А пока готовится обед, мы сидим в конторе, и Курелюк с Владимиром Соломоновичем, понимая друг друга с полуслова, говорят о стройке, о трудностях, — они у них похожие, о кирпиче — здесь всё же с ним полегче, о железобетоне и вагонах — их всегда не хватает, о щебенке, тоже непростой вопрос.

И всё это, вместе взятое, для них сейчас самое главное, самое важное на свете и самый интересный разговор.

Я люблю увлечённых людей, для которых их дело, их работа — это всё. Они говорят о своей работе с друзьями и с любимой женщиной, И женщины, поверьте мне, умеют оценить эту увлечённость, эту цельность натуры.

Потом сидим в зале столовой, И здесь, как в Магистральном, временные сооружения не строятся как-нибудь. Как хорошо смотрится обожжённое и лакированное дерево, как причудливо проступает его собственный внутренний, рисунок, будто душа сосны или березы, Как прекрасны традиционные грузинские мотивы чеканок, и тепло, радушно, весело за этим столом!

Тосты сменяют друг друга — за дружбу наших городов, за БАМ и за присоединение Грузии к России, за всех строителей и за прекрасных женщин…

А потом разговор опять незаметно поворачивается и закручивается вокруг кладки, домов, школы, самосвалов.

И вдруг козел подошёл и ткнулся легонько рогами в окно. Все рассмеялись, Владимир Соломонович шутливо замахнулся на него, и Петька удалился медленно и с достоинством

— Давно он у вас? Откуда?

— Это целая история. Был я в командировке в районе, собираюсь домой в Нию. Летом это было. Звоню, а друзья говорят — завтра суббота, захвати барашка. В лес поедем, шашлык делать будем.

Пошёл я на базар. Барашка не нашел, купил козлёнка.

Хороший козлёнок, не очень маленький, чтобы шашлык был. как шашлык.

Еле уговорил командира корабля взять его в самолёт, еле уговорил, а он в самолете вырвался и убежал. Самолёт качает, козлёнок бегает, кричит, женщинам плохо…

Взял я его подмышку, крепко взял — не уйдешь теперь!

Команда корабля в нашу сторону не смотрит. Крепко я его держал, козленка, на аэродроме держал, в машине держал, а когда в Нию приехали, он вырвался и бежать. Всю субботу мы его ловили. Уже и в тайгу ехать поздно, а мы всё ходим за ним по посёлку:

— Петь, Петя, Петенька! — он стоит боком, спокойно стоит, думаешь, — ну сейчас я тебя! Рванёт, и нет его. День не поймали, два не поймали, потом махнули рукой.

Уже полтора года живёт здесь, совсем ручной стал. Сейчас его резать и жалко, да и бесполезно, есть его всё равно нельзя — чем он только не питается, даже изоляцию ест. Поэтому ничего ему сейчас не угрожает, ни один умный человек его есть не станет.

> **УСЛОВИЕ ЗАДАНИЯ**: Что могло бы идти дальше в рассказе о стройке и козле Петьке? Продолжите его, начиная со следующего предложения после слов «ни один умный человек его есть не станет».

> **НАБОР ДАННЫХ**:
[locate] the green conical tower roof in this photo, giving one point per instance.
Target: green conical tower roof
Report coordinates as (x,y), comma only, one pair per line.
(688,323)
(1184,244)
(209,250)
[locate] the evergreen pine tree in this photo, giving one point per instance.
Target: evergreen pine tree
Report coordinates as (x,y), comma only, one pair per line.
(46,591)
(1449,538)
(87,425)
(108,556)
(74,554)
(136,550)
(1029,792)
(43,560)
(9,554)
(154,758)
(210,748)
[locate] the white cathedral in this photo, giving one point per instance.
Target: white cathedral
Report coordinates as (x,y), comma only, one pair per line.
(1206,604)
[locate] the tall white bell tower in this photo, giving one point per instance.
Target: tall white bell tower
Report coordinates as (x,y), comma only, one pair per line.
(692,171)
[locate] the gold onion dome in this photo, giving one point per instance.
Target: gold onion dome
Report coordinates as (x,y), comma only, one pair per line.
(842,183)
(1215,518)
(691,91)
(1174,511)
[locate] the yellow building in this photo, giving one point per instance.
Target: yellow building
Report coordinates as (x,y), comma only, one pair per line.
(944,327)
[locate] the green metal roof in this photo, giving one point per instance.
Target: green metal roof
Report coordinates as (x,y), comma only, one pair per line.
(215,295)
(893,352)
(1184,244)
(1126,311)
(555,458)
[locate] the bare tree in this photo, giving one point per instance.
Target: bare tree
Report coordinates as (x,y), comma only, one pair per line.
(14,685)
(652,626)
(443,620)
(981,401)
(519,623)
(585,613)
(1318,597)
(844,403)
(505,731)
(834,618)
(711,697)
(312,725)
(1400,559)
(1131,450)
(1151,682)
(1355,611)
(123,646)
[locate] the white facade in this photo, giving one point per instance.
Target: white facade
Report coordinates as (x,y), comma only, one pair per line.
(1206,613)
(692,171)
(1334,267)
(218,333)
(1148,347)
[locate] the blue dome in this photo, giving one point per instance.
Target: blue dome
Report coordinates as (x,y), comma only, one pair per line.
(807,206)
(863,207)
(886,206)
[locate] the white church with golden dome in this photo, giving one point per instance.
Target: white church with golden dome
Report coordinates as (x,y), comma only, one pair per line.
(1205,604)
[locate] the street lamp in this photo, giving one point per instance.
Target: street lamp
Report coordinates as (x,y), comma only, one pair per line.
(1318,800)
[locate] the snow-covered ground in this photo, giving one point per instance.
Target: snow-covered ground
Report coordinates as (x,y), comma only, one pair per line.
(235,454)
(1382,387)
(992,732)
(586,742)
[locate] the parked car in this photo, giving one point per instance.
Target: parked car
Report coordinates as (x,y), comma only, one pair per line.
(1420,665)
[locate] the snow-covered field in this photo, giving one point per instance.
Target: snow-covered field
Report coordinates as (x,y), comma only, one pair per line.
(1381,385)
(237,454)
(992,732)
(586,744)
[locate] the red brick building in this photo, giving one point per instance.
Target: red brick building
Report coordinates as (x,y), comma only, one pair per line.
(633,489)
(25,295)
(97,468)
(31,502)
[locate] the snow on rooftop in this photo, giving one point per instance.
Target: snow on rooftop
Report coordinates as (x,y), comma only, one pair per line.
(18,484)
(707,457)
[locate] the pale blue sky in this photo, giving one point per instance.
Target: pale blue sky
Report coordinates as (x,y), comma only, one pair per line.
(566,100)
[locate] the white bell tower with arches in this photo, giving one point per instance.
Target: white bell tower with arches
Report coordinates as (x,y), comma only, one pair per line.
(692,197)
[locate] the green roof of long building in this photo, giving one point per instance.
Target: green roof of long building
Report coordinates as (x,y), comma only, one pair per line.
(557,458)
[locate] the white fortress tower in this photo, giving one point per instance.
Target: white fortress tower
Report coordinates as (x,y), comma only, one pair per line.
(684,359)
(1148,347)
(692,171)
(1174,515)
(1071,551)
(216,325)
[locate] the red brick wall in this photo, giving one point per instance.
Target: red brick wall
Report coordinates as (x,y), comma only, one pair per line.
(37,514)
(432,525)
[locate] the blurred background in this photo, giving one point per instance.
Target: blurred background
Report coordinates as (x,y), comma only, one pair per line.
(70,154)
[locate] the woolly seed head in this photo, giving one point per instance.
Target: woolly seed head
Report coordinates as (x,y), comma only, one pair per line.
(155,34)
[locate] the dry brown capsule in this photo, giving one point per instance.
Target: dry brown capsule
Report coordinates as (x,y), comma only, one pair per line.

> **ОТВЕТ К ЗАДАНИЮ**:
И снова тосты, пожелания успехов, и наконец, после долгого прощания, мы в своём автобусе.

Солнце низко, наш расчётный маршрут сломлен, мы возвращаемся в Магистральный.

— Это ещё начальника участка нет, — смеётся Курелюк, — а то мы вообще бы до завтра не выбрались.

15. Мы дойдём до Амура, Шурик

Нам очень весело. Мужчины наперебой рассказывают разные истории, мы останавливаемся у поворота реки, выходим в глубокий снег, чтобы сфотографироваться на рельсаx, проваливаемся в него, все в cнегy…

Щёлкают затворы фотоаппаратов. А потом мы снова едем по накатанному зимнику, и Клавдия Ивановна начинает удивительно сильным и красивым голосом:

По Дону гуляет,

По Дону гуляет…

— По Дону гуляет

Казак молодой… —

Тотчас же подхватывают молодые мужские голоса так, что в автобусе что-то вызванивает и поёт…

А солнце всё ниже и cocны на сопках как-то медово светятся изнутри. И вдруг шофёр останавливает автобус.

— Пойдёмте, я покажу вам памятник, — говорит Курелюк. —

Парень тут один сгорел во время пожара, случилась такая беда.

Мы снова выходим в глубокий снег. Справа у дороги невысокий постамент, сероватый камень с фамилией и именем.

Пинхасов, ребята называли его Шуриком. Наверно, хороший был парень, если так ударила его смерть друзей, если так им было тяжело — только боль и любовь могли придумать эту тонкую зелёную веточку на памятнике, совсем тонкую с ярко-зелёными листьями. Ветка сломана. И несколько слов — «Мы дойдём до Амура, Шурик». И подписи, столбик подписей. Не могу себе представить человека, не выполнившего такую клятву.

Юрий Борисович провожал меня на аэродром. Солнце светило во всю, и мороз стоял — настоящий, сибирский, жгучий.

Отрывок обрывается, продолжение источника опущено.